**Problem to solve**
Rewrite the records below, putting "Object" in place of every "Target" and keeping everything else the same. Leave out the pictures.

**Provided records**
****************

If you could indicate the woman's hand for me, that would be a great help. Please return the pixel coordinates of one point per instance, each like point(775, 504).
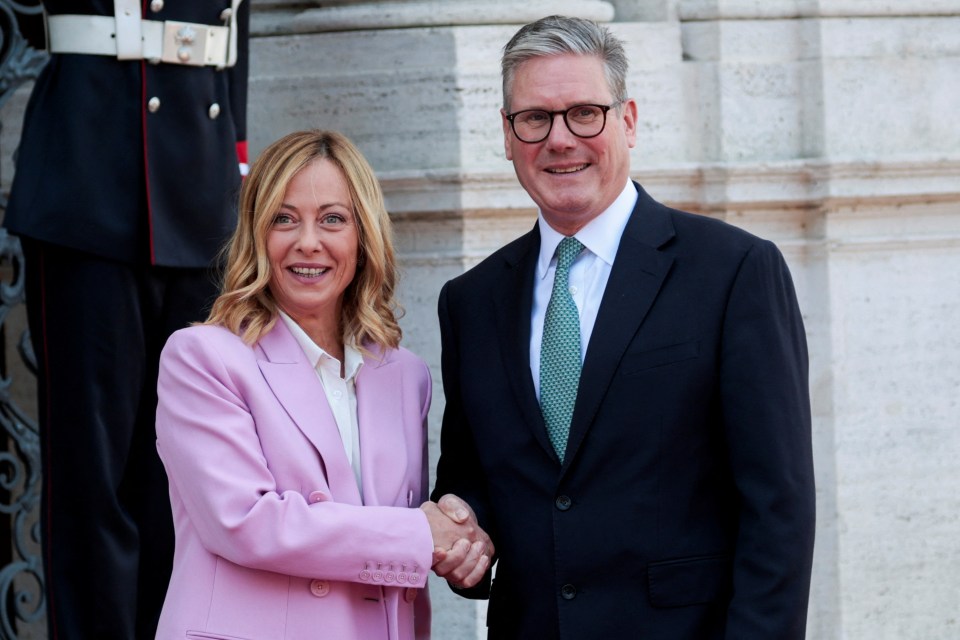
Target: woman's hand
point(462, 551)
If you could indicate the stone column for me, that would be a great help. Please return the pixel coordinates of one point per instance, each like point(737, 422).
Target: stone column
point(824, 126)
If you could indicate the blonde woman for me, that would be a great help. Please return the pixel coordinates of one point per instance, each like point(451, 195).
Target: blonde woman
point(292, 424)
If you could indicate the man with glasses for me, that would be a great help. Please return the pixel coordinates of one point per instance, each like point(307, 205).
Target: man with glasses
point(627, 408)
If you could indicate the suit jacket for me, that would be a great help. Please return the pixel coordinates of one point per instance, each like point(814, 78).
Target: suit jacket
point(98, 172)
point(684, 507)
point(272, 539)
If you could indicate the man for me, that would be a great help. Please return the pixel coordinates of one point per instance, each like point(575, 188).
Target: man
point(124, 192)
point(665, 489)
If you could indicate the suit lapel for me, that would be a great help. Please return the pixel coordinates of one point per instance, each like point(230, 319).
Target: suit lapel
point(295, 384)
point(513, 305)
point(635, 280)
point(382, 440)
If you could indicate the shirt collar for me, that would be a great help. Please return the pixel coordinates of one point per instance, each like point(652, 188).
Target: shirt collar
point(601, 236)
point(317, 357)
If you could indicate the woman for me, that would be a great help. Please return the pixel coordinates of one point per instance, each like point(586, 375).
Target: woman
point(292, 425)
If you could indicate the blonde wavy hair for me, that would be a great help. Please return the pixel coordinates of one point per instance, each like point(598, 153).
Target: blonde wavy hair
point(246, 305)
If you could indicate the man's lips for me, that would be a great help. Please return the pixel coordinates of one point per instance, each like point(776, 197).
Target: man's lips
point(565, 170)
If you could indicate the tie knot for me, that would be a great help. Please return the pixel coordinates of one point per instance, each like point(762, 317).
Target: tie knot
point(567, 251)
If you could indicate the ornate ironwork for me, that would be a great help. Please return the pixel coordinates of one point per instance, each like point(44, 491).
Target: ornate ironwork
point(21, 579)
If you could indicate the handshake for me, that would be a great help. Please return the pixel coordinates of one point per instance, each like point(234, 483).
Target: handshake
point(462, 551)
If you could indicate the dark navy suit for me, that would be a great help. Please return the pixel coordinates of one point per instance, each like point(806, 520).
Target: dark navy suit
point(684, 507)
point(121, 210)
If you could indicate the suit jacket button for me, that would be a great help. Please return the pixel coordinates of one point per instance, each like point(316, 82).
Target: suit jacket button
point(319, 588)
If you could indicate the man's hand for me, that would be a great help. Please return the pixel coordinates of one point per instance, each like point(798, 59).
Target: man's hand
point(462, 551)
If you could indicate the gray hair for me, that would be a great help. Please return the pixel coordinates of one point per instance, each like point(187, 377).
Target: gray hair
point(556, 35)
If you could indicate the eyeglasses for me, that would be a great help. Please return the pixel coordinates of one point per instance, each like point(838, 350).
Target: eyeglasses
point(583, 121)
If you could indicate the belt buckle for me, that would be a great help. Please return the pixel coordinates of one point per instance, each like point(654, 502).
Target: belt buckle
point(185, 43)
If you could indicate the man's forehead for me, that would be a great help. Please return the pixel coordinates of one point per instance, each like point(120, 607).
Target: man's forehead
point(566, 79)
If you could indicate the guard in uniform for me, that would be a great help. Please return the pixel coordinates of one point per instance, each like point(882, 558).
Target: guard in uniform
point(125, 188)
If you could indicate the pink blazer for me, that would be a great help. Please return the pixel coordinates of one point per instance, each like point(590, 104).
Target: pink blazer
point(272, 539)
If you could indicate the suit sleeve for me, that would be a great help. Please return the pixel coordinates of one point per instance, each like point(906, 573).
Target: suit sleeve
point(459, 471)
point(209, 444)
point(766, 410)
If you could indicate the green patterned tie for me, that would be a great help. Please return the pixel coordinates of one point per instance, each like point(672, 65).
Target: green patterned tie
point(560, 351)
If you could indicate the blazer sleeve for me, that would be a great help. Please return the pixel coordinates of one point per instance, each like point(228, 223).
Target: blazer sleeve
point(209, 443)
point(458, 470)
point(766, 413)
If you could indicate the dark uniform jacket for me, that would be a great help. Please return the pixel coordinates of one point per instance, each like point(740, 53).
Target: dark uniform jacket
point(684, 507)
point(99, 172)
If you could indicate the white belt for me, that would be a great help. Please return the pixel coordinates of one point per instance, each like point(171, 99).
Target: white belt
point(168, 41)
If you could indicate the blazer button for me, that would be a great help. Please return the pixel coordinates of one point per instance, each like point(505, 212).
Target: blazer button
point(319, 588)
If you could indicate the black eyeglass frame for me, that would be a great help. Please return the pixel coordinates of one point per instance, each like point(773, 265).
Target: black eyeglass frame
point(553, 116)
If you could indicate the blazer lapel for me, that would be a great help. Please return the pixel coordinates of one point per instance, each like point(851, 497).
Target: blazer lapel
point(382, 439)
point(295, 384)
point(513, 306)
point(635, 280)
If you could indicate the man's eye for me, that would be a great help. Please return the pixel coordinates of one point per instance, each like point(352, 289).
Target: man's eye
point(584, 113)
point(535, 118)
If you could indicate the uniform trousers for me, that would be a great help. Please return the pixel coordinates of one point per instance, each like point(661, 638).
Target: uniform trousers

****************

**Written answer**
If you could indicate the woman's hand for me, that would be a great help. Please return the pixel coordinates of one point per instance, each like point(775, 504).
Object: woman's hand
point(462, 551)
If you could indicate the stone column for me, that would be a great help. Please return the pixel coordinates of one point per instance, each like point(737, 422).
Object: stone column
point(824, 126)
If you could indicate the blonde woman for me, that would be a great help. Please return the pixel coordinates of one point per instance, each like point(451, 195).
Object: blonde woman
point(292, 424)
If you could indicate the man with glasses for me, that would be a great help. Please return the pixel coordinates of one point per instance, each like point(307, 205).
Object: man with glasses
point(627, 408)
If you could indicate the suit jacket for me, that would be a great help. Please return the pixel coordinates of one point per instance, each like point(814, 78).
Object: suit jacket
point(98, 172)
point(684, 507)
point(272, 539)
If you could indicate the man for me, that would be a great help. Please return the pixel coordinates of one point per instance, each like point(575, 188).
Object: man
point(124, 192)
point(665, 489)
If you could indicate the suit lapel for me, that would be a great help. Please return the pixel coordinates of one point per instance, each like point(230, 319).
Object: suit lapel
point(295, 384)
point(513, 305)
point(635, 280)
point(382, 440)
If you could indicate the shirt collar for me, that would be a great help. Please return the pixel coordinates of one point per instance, each like point(652, 188).
Object: shirt collar
point(601, 236)
point(317, 357)
If you could indicate the woman for me, that would be a great help. Please return the pixel coordinates of one point per instance, each like point(586, 375).
Object: woman
point(292, 425)
If you could indicate the blonde wavy hair for me, that would be a great help. Please return the pixel coordinates of one point per instance, each like point(598, 153).
Object: blonde wavy hair
point(246, 305)
If you could indicate the man's lips for me, that would be a great help. Please return the pixel coordinates of one point per instance, each like point(776, 197).
Object: man's lips
point(565, 170)
If you could indicate the tie knot for me, that would be a great help. Please return the pixel coordinates of one point per instance, each like point(762, 317).
Object: tie knot
point(567, 251)
If you could indicate the ornate ironwork for me, that would be a great help. Please return the pixel coordinates of one point per instance, each like point(44, 491).
Object: ornate ironwork
point(21, 579)
If you could indicate the handshake for me, that would be a great help. Please return the pixel coordinates of one point per instance, each like point(234, 483).
Object: handshake
point(462, 551)
If you could indicate the dark navy suit for me, that would be a great help. Please return the pixel coordinates of one point per instance, each like point(806, 520).
Object: dark navy suit
point(684, 507)
point(121, 210)
If you could indicate the suit jacket button for me, that would be a great help. Please return the pixel coordinates of one point per instance, each like point(316, 82).
Object: suit jacket button
point(319, 588)
If you could indicate the man's hand for me, that would be a great help. Please return the pixel coordinates of one point per instance, each like point(798, 59).
Object: man's hand
point(462, 551)
If you could indicate the gray hair for me, that would be a great help. Please return the pixel coordinates of one point per instance, each like point(187, 377).
Object: gray hair
point(556, 35)
If you could indicate the eyeglasses for me, that would be a great help. Please return the pixel coordinates of one point per instance, each like point(838, 350).
Object: eyeglasses
point(583, 121)
If you could indicate the belt buckle for me, that would be a great help. Please return the pixel coordinates of one point per instance, each like point(654, 502).
Object: belt buckle
point(185, 43)
If you could indicate the man's forehead for me, that would be a great help. Please return the pixel coordinates of one point per instance, each like point(120, 607).
Object: man's forehead
point(566, 79)
If you could indicate the guard in uniform for me, that would be a great help. Please return the pixel coordinates of one point per instance, each like point(882, 558).
Object: guard in uniform
point(125, 188)
If you could indicate the pink blazer for me, that would be a great help. Please return the pixel coordinates of one point per instance, each like point(590, 104).
Object: pink blazer
point(272, 539)
If you could indicate the suit sleeve for me, that would be a great help. Please return the pixel coordinates of one point per instance, each like point(906, 573).
Object: suit sleeve
point(459, 471)
point(209, 444)
point(766, 410)
If you could indicate the green patterned tie for me, that would be a great help. Please return the pixel coordinates of one point per instance, each like point(672, 65).
Object: green patterned tie
point(560, 351)
If you could indicate the blazer sleeve for me, that would be a great help. Please return the pixel coordinates of one point per instance, each like point(228, 223).
Object: blazer sleeve
point(209, 443)
point(458, 470)
point(766, 413)
If you could indicate the dark uniform jacket for me, that would be a great help. Please return the pixel coordinates of one point per instance, each like point(740, 53).
Object: dark uniform jacket
point(684, 507)
point(99, 172)
If you could indicate the white belt for me, that would be a great help. Please return the pixel coordinates of one point per instance, each like point(171, 99).
Object: white belt
point(168, 41)
If you could indicate the blazer button for me, that would be a great help. Please return the pixel coordinates of one point per instance, each like point(505, 212).
Object: blazer button
point(319, 588)
If you could indicate the black eyeglass frame for me, that would be a great help. Please return the pixel coordinates of one point per instance, each like point(773, 265).
Object: black eyeglass frame
point(553, 116)
If you could indicate the blazer lapel for me, that would be a great help. Please return the pixel coordinates of one point per instance, each like point(851, 497).
Object: blazer lapel
point(382, 439)
point(295, 384)
point(513, 306)
point(635, 280)
If you could indicate the man's eye for me, that would be a great help. Please return the pixel coordinates of one point per instance, each like point(352, 289).
Object: man's eye
point(584, 113)
point(535, 118)
If you could indicate the uniform trousers for me, that would be a great help. Please return the pixel coordinates of one point per instance, each like point(661, 638).
Object: uniform trousers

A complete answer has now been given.